XRCE - Seminars

Universal, unsupervised, and understandable deep image representations

ezp@xrce.xerox.com (Irene MAXWELL) — Tue, 13 Jun 2017 09:57:10 +0000

Monday, June 26th, 11am

Speaker: Andrea Vedaldi , associate professor at University of Oxford, U.K.

Abstract: Modern deep neural networks have taken computer vision by storm. In this talk, I will demonstrate a few applications of large scale neural nets to problems such as object recognition and text spotting. I will also discuss one of the main difficulties in using these models in new applications, namely the need of providing very large datasets of annotated images. I will show how this problem can be alleviated by the use of synthetic data. Then, I will discuss some of our recent research at the core of this technology, aimed at solving some of these problems at a more fundamental level. I will focus on three areas: unsupervised representations, universal representations, and understanding representations.

Learning novel spatio-temporal representations with and without language

ezp@xrce.xerox.com (Claudia HEYER) — Tue, 13 Jun 2017 09:08:39 +0000

Thursday, June 22nd, 11am

Speaker: Efstratios Gavves , assistant professor at University of Amsterdam, The Netherlands

Abstract: In recent years rethinking video-related tasks and their optimal representations have attracted a significant amount of attention, including but not limited to action and event recognition, visual object tracking and spatio-temporal localization. In this talk, I will present our CVPR 2017 accepted work on spatio-temporal representations with and without the use of language.

^^^^

Short task:
Reproduce the seminar listing above in full, word for word, from its header through the final abstract.

Records shown:
^^^^

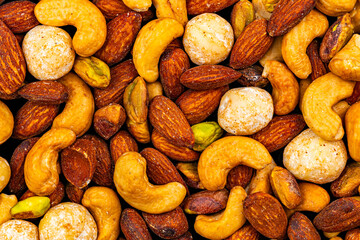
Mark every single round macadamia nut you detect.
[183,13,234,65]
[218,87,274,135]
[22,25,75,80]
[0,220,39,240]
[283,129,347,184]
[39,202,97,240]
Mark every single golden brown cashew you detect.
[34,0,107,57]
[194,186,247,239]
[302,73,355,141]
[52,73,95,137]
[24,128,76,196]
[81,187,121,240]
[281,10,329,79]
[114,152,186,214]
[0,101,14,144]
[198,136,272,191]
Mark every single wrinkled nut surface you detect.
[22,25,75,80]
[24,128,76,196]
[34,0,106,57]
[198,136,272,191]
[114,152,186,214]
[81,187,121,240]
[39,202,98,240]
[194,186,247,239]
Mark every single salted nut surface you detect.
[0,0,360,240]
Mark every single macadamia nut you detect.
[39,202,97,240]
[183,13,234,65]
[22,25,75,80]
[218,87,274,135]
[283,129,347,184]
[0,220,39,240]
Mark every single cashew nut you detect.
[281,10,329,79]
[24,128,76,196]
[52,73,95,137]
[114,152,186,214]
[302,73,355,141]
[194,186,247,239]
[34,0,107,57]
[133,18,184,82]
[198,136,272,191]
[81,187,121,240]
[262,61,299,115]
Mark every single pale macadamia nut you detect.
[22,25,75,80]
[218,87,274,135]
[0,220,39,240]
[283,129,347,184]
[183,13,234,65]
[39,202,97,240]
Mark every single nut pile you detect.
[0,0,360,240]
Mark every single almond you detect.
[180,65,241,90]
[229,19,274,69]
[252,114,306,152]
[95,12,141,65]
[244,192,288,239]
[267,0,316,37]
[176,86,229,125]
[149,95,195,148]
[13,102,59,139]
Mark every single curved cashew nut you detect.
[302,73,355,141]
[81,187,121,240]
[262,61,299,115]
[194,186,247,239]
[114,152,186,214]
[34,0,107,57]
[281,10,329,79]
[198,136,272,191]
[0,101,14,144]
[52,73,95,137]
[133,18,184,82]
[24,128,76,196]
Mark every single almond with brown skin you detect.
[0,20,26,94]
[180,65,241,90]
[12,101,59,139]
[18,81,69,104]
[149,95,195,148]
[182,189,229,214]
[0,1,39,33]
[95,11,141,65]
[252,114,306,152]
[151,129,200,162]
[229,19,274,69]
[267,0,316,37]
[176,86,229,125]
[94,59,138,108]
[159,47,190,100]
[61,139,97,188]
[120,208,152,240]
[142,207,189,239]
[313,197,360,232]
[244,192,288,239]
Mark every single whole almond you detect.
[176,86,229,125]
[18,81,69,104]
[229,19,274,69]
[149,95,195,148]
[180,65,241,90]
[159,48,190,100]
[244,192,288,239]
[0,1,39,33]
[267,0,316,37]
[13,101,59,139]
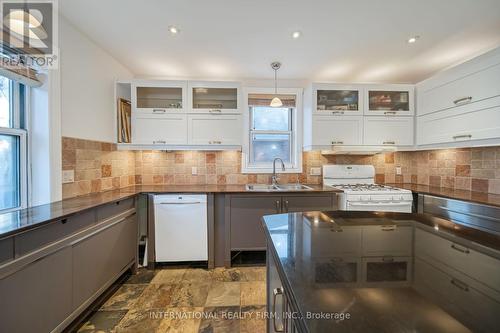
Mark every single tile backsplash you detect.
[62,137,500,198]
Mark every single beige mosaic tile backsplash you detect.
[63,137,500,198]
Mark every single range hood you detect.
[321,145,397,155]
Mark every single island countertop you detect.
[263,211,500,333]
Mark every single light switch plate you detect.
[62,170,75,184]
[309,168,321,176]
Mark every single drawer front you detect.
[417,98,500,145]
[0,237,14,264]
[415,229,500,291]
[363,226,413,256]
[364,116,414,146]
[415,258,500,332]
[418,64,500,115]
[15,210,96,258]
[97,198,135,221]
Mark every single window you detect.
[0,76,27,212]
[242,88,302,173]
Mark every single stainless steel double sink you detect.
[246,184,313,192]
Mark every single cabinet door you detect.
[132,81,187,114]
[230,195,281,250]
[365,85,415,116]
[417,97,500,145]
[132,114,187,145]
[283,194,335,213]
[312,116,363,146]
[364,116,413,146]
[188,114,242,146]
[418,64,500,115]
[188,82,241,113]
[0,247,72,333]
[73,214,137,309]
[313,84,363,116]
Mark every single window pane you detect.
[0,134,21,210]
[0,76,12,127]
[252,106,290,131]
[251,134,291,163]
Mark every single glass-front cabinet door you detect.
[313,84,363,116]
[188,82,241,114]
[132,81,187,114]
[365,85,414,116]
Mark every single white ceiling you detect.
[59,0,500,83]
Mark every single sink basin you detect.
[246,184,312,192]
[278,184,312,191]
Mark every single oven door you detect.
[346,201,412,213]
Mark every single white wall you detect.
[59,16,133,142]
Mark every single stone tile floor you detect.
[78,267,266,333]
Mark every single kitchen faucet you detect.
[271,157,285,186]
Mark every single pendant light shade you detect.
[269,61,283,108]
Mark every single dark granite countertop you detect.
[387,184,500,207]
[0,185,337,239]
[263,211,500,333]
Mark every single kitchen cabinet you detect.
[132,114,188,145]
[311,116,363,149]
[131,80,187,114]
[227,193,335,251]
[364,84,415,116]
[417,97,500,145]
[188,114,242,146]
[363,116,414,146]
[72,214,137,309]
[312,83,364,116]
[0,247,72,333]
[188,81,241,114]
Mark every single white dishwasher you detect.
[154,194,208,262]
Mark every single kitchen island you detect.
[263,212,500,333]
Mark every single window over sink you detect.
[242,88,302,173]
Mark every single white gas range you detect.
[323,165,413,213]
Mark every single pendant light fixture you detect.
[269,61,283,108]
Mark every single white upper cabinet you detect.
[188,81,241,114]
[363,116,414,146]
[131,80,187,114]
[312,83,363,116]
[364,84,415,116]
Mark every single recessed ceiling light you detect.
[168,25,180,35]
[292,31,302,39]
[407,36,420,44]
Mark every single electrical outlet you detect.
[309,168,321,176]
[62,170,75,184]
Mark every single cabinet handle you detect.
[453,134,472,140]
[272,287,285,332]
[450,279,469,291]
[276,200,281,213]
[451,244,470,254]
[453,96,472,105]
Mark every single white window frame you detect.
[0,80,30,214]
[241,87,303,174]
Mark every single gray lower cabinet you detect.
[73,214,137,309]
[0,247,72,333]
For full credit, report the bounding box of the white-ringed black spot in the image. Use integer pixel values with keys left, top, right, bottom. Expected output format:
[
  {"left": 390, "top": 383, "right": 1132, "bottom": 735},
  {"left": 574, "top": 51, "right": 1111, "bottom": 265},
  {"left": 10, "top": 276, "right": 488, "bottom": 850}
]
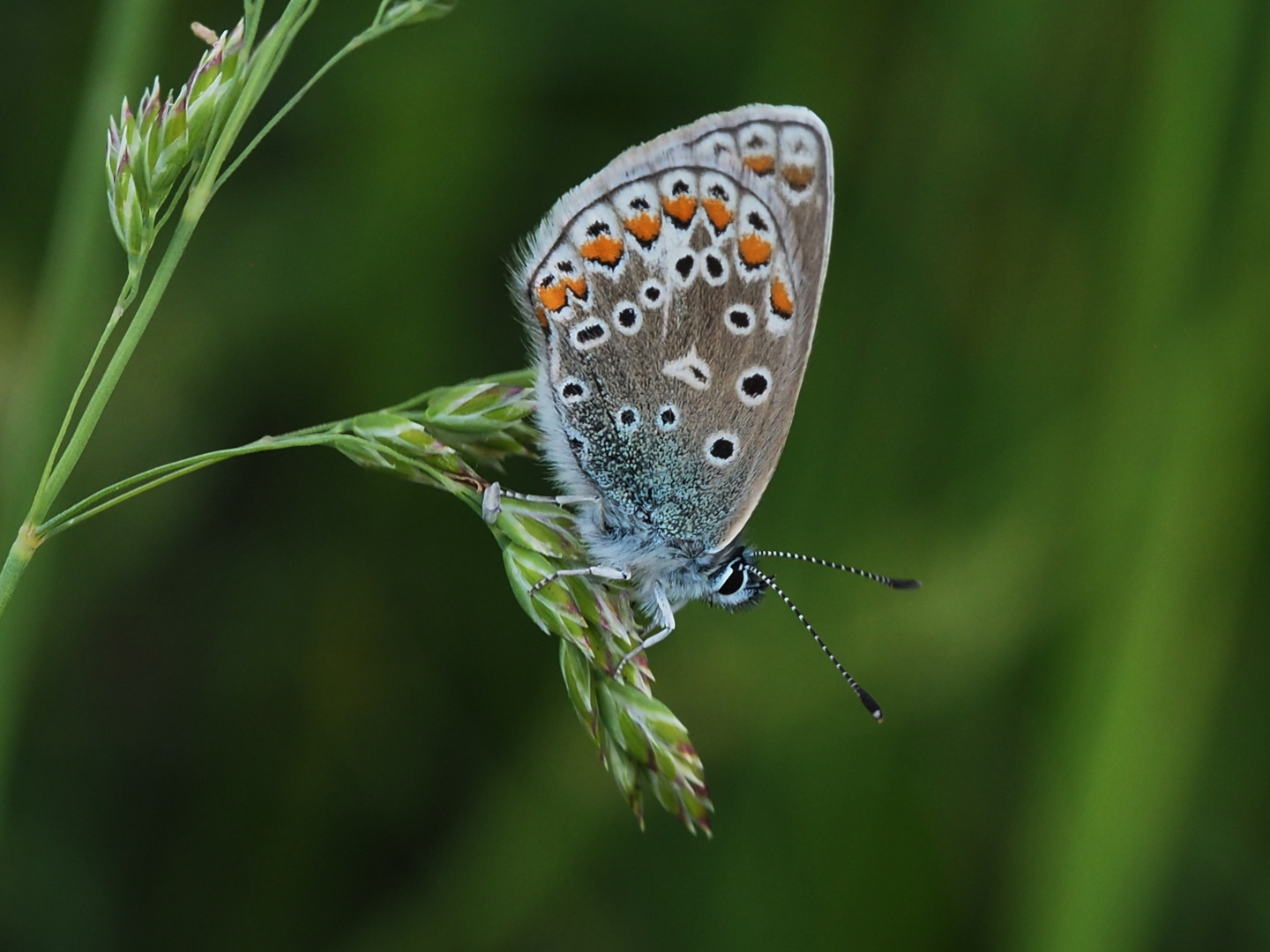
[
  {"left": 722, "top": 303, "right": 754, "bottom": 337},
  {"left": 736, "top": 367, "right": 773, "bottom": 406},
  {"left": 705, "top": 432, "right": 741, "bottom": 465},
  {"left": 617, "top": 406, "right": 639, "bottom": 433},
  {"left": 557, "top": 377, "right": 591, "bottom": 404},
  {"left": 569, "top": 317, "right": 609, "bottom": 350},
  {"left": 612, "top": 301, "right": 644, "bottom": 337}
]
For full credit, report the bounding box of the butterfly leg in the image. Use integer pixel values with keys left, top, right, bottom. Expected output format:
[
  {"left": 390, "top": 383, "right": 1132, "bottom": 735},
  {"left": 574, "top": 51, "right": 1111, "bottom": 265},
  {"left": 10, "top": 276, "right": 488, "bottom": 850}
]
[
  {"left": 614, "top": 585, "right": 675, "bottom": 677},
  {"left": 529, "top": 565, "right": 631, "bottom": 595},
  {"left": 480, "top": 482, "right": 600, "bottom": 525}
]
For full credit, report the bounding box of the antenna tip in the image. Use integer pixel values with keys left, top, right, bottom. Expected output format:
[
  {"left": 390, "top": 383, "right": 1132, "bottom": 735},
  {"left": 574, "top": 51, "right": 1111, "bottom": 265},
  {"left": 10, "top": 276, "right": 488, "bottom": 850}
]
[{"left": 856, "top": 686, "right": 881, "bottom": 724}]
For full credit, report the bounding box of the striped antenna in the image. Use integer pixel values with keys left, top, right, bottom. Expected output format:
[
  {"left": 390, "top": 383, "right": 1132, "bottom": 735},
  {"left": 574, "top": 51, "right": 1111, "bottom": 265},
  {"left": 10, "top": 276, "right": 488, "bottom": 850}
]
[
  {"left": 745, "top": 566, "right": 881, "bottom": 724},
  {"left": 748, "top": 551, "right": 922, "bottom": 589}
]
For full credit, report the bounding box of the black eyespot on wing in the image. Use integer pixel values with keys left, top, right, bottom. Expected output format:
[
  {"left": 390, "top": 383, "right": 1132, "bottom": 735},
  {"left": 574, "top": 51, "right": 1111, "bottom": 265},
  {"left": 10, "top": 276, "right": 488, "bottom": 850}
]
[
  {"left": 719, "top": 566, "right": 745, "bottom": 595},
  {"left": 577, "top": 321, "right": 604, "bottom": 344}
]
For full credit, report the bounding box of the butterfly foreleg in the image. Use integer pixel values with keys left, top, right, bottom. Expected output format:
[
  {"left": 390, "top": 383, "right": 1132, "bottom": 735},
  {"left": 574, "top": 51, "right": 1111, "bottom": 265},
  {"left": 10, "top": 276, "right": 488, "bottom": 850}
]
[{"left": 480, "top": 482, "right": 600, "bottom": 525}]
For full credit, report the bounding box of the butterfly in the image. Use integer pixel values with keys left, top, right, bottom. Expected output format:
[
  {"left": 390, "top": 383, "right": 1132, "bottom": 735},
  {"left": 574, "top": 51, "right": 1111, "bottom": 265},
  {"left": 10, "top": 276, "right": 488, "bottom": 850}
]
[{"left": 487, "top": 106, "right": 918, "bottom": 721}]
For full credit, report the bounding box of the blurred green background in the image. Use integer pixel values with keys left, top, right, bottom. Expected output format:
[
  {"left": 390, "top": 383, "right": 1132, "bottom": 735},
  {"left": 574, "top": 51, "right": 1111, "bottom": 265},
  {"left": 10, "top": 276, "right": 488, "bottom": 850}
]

^^^^

The answer:
XRCE - Seminars

Universal, unsupervised, and understandable deep image representations

ezp@xrce.xerox.com (Irene MAXWELL) — Tue, 13 Jun 2017 09:57:10 +0000

Monday, June 26th, 11am

Speaker: Andrea Vedaldi , associate professor at University of Oxford, U.K.

Abstract: Modern deep neural networks have taken computer vision by storm. In this talk, I will demonstrate a few applications of large scale neural nets to problems such as object recognition and text spotting. I will also discuss one of the main difficulties in using these models in new applications, namely the need of providing very large datasets of annotated images. I will show how this problem can be alleviated by the use of synthetic data. Then, I will discuss some of our recent research at the core of this technology, aimed at solving some of these problems at a more fundamental level. I will focus on three areas: unsupervised representations, universal representations, and understanding representations.

Learning novel spatio-temporal representations with and without language

ezp@xrce.xerox.com (Claudia HEYER) — Tue, 13 Jun 2017 09:08:39 +0000

Thursday, June 22nd, 11am

Speaker: Efstratios Gavves , assistant professor at University of Amsterdam, The Netherlands

Abstract: In recent years rethinking video-related tasks and their optimal representations have attracted a significant amount of attention, including but not limited to action and event recognition, visual object tracking and spatio-temporal localization. In this talk, I will present our CVPR 2017 accepted work on spatio-temporal representations with and without the use of language.